● **Work required**:
Please set down each of the lines below once more, exactly, omitting all pictures.

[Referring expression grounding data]
· · ·
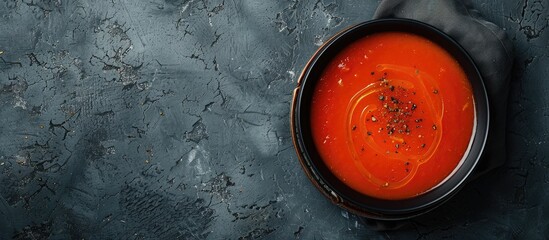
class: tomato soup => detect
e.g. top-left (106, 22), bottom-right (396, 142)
top-left (310, 32), bottom-right (475, 200)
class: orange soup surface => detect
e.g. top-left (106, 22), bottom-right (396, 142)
top-left (310, 32), bottom-right (475, 200)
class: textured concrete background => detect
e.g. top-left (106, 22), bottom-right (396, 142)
top-left (0, 0), bottom-right (547, 239)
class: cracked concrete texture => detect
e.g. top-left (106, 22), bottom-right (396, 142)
top-left (0, 0), bottom-right (547, 239)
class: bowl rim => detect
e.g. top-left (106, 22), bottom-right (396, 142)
top-left (290, 18), bottom-right (490, 220)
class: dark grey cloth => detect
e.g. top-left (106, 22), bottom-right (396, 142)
top-left (374, 0), bottom-right (514, 176)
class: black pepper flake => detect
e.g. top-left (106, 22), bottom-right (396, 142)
top-left (432, 124), bottom-right (437, 130)
top-left (367, 131), bottom-right (372, 136)
top-left (415, 119), bottom-right (423, 123)
top-left (389, 85), bottom-right (395, 91)
top-left (352, 125), bottom-right (357, 131)
top-left (395, 144), bottom-right (400, 149)
top-left (371, 71), bottom-right (375, 75)
top-left (433, 89), bottom-right (439, 94)
top-left (405, 161), bottom-right (410, 165)
top-left (391, 97), bottom-right (399, 103)
top-left (406, 168), bottom-right (410, 172)
top-left (379, 95), bottom-right (385, 101)
top-left (361, 146), bottom-right (365, 151)
top-left (421, 143), bottom-right (426, 148)
top-left (411, 104), bottom-right (417, 111)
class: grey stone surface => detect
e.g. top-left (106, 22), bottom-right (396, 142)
top-left (0, 0), bottom-right (547, 239)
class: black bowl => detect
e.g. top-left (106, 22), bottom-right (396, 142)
top-left (290, 19), bottom-right (489, 220)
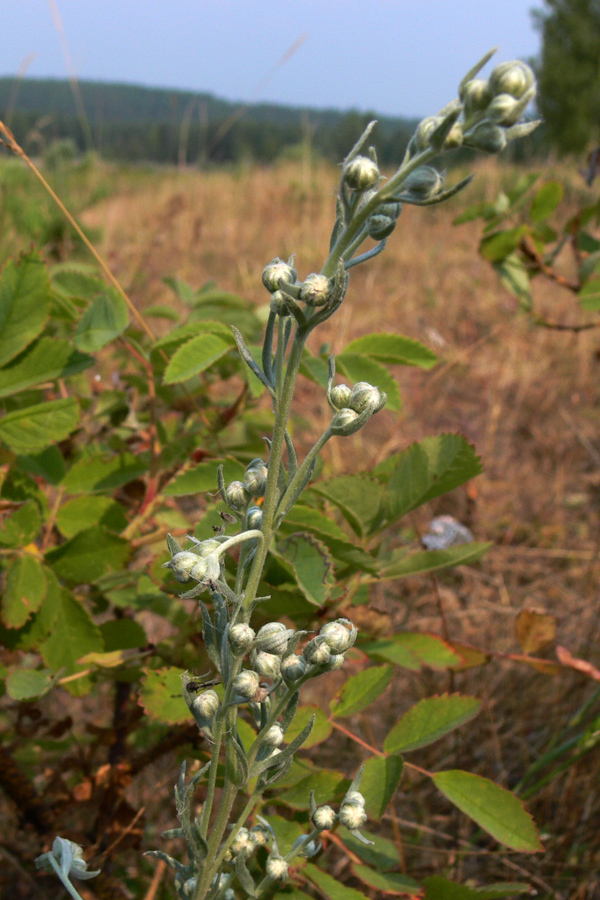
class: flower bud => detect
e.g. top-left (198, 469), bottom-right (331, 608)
top-left (460, 78), bottom-right (492, 116)
top-left (303, 636), bottom-right (331, 667)
top-left (225, 480), bottom-right (251, 511)
top-left (269, 289), bottom-right (289, 316)
top-left (228, 623), bottom-right (255, 656)
top-left (262, 258), bottom-right (297, 293)
top-left (444, 121), bottom-right (463, 149)
top-left (324, 653), bottom-right (345, 671)
top-left (402, 166), bottom-right (444, 200)
top-left (281, 654), bottom-right (307, 684)
top-left (465, 120), bottom-right (507, 154)
top-left (312, 805), bottom-right (336, 830)
top-left (232, 669), bottom-right (260, 700)
top-left (367, 214), bottom-right (396, 240)
top-left (320, 618), bottom-right (358, 653)
top-left (244, 460), bottom-right (268, 497)
top-left (230, 828), bottom-right (252, 856)
top-left (488, 61), bottom-right (535, 100)
top-left (190, 689), bottom-right (220, 719)
top-left (263, 724), bottom-right (285, 747)
top-left (344, 791), bottom-right (366, 807)
top-left (486, 93), bottom-right (522, 126)
top-left (255, 622), bottom-right (294, 656)
top-left (339, 801), bottom-right (368, 830)
top-left (163, 551), bottom-right (207, 584)
top-left (348, 382), bottom-right (383, 414)
top-left (343, 156), bottom-right (380, 191)
top-left (330, 407), bottom-right (360, 435)
top-left (247, 506), bottom-right (263, 529)
top-left (250, 825), bottom-right (270, 847)
top-left (266, 857), bottom-right (289, 881)
top-left (251, 649), bottom-right (281, 680)
top-left (298, 273), bottom-right (331, 307)
top-left (195, 538), bottom-right (222, 558)
top-left (329, 383), bottom-right (352, 410)
top-left (414, 115), bottom-right (439, 152)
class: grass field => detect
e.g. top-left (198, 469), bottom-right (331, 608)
top-left (2, 152), bottom-right (599, 898)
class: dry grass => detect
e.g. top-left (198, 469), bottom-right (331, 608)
top-left (76, 157), bottom-right (600, 898)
· · ·
● **Your response**:
class: tomato soup => detect
e.g. top-left (106, 22), bottom-right (396, 142)
top-left (310, 32), bottom-right (475, 200)
class: orange soup surface => detect
e.g. top-left (106, 22), bottom-right (396, 142)
top-left (310, 32), bottom-right (475, 200)
class: textured concrete background => detect
e.g. top-left (106, 22), bottom-right (396, 142)
top-left (0, 0), bottom-right (547, 239)
class: cracked concrete texture => detect
e.g. top-left (106, 22), bottom-right (396, 142)
top-left (0, 0), bottom-right (547, 239)
class: bowl rim => detect
e.g. top-left (106, 22), bottom-right (396, 142)
top-left (290, 18), bottom-right (490, 220)
class: dark grey cloth => detect
e.g. top-left (106, 22), bottom-right (396, 142)
top-left (374, 0), bottom-right (514, 176)
class: black pepper flake => detect
e.g. top-left (106, 22), bottom-right (396, 142)
top-left (432, 124), bottom-right (437, 130)
top-left (367, 131), bottom-right (372, 136)
top-left (415, 119), bottom-right (423, 123)
top-left (389, 85), bottom-right (395, 91)
top-left (352, 125), bottom-right (357, 131)
top-left (395, 144), bottom-right (400, 149)
top-left (371, 71), bottom-right (375, 75)
top-left (433, 89), bottom-right (439, 94)
top-left (405, 161), bottom-right (410, 165)
top-left (391, 97), bottom-right (399, 103)
top-left (406, 168), bottom-right (410, 172)
top-left (379, 95), bottom-right (385, 101)
top-left (361, 146), bottom-right (365, 151)
top-left (421, 143), bottom-right (426, 148)
top-left (411, 104), bottom-right (417, 111)
class: grey stone surface => detect
e.g. top-left (106, 22), bottom-right (396, 142)
top-left (0, 0), bottom-right (547, 239)
class: black bowl => detect
e.g. top-left (106, 22), bottom-right (396, 142)
top-left (290, 19), bottom-right (489, 220)
class: flower bud => detect
e.g. top-left (198, 469), bottom-right (331, 608)
top-left (460, 78), bottom-right (492, 116)
top-left (303, 636), bottom-right (331, 667)
top-left (225, 480), bottom-right (251, 511)
top-left (269, 289), bottom-right (289, 316)
top-left (228, 623), bottom-right (255, 656)
top-left (262, 258), bottom-right (297, 293)
top-left (444, 121), bottom-right (463, 149)
top-left (324, 653), bottom-right (345, 671)
top-left (402, 166), bottom-right (444, 200)
top-left (281, 654), bottom-right (307, 684)
top-left (465, 120), bottom-right (507, 154)
top-left (312, 805), bottom-right (336, 830)
top-left (232, 669), bottom-right (260, 700)
top-left (367, 214), bottom-right (396, 240)
top-left (320, 618), bottom-right (358, 653)
top-left (244, 460), bottom-right (268, 497)
top-left (230, 828), bottom-right (252, 856)
top-left (488, 61), bottom-right (535, 100)
top-left (190, 689), bottom-right (220, 719)
top-left (263, 724), bottom-right (285, 747)
top-left (344, 791), bottom-right (366, 807)
top-left (486, 93), bottom-right (522, 126)
top-left (255, 622), bottom-right (294, 656)
top-left (339, 801), bottom-right (368, 830)
top-left (163, 551), bottom-right (207, 584)
top-left (348, 382), bottom-right (383, 414)
top-left (343, 156), bottom-right (380, 191)
top-left (330, 407), bottom-right (360, 435)
top-left (247, 506), bottom-right (263, 529)
top-left (250, 825), bottom-right (270, 847)
top-left (266, 857), bottom-right (289, 881)
top-left (251, 649), bottom-right (281, 680)
top-left (298, 273), bottom-right (331, 307)
top-left (195, 538), bottom-right (222, 558)
top-left (329, 383), bottom-right (352, 410)
top-left (414, 115), bottom-right (439, 152)
class: grass field => detect
e.g. top-left (198, 469), bottom-right (331, 608)
top-left (2, 152), bottom-right (599, 898)
class: dry grass => detect
e.g. top-left (198, 469), bottom-right (331, 608)
top-left (76, 157), bottom-right (600, 898)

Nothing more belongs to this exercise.